* Task item *
Locate the line containing "Please return the" in the data below. Reproduce it and every following line up to the end, exactly as given.

* Data records *
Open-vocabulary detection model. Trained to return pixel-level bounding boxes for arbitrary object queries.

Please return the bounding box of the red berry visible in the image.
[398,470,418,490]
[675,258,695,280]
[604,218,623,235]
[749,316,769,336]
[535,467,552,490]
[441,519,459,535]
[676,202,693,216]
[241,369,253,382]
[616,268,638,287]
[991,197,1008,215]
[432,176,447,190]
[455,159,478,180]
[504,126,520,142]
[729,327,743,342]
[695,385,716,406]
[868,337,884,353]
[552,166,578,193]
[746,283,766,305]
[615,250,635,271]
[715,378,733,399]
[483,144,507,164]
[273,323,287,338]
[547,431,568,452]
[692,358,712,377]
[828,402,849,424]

* Problem solution *
Please return the bounding box of the red berry visible in the image.
[398,470,418,490]
[675,258,695,280]
[604,218,623,235]
[749,316,769,336]
[535,467,552,490]
[441,519,459,535]
[676,202,693,216]
[241,369,253,382]
[616,268,638,287]
[991,197,1008,215]
[432,176,447,190]
[455,159,478,180]
[504,126,520,142]
[729,327,743,342]
[695,385,716,406]
[868,337,884,353]
[552,166,578,193]
[746,283,766,305]
[615,250,635,271]
[715,378,733,399]
[483,144,507,164]
[273,323,287,338]
[547,431,568,452]
[692,358,712,377]
[828,402,849,424]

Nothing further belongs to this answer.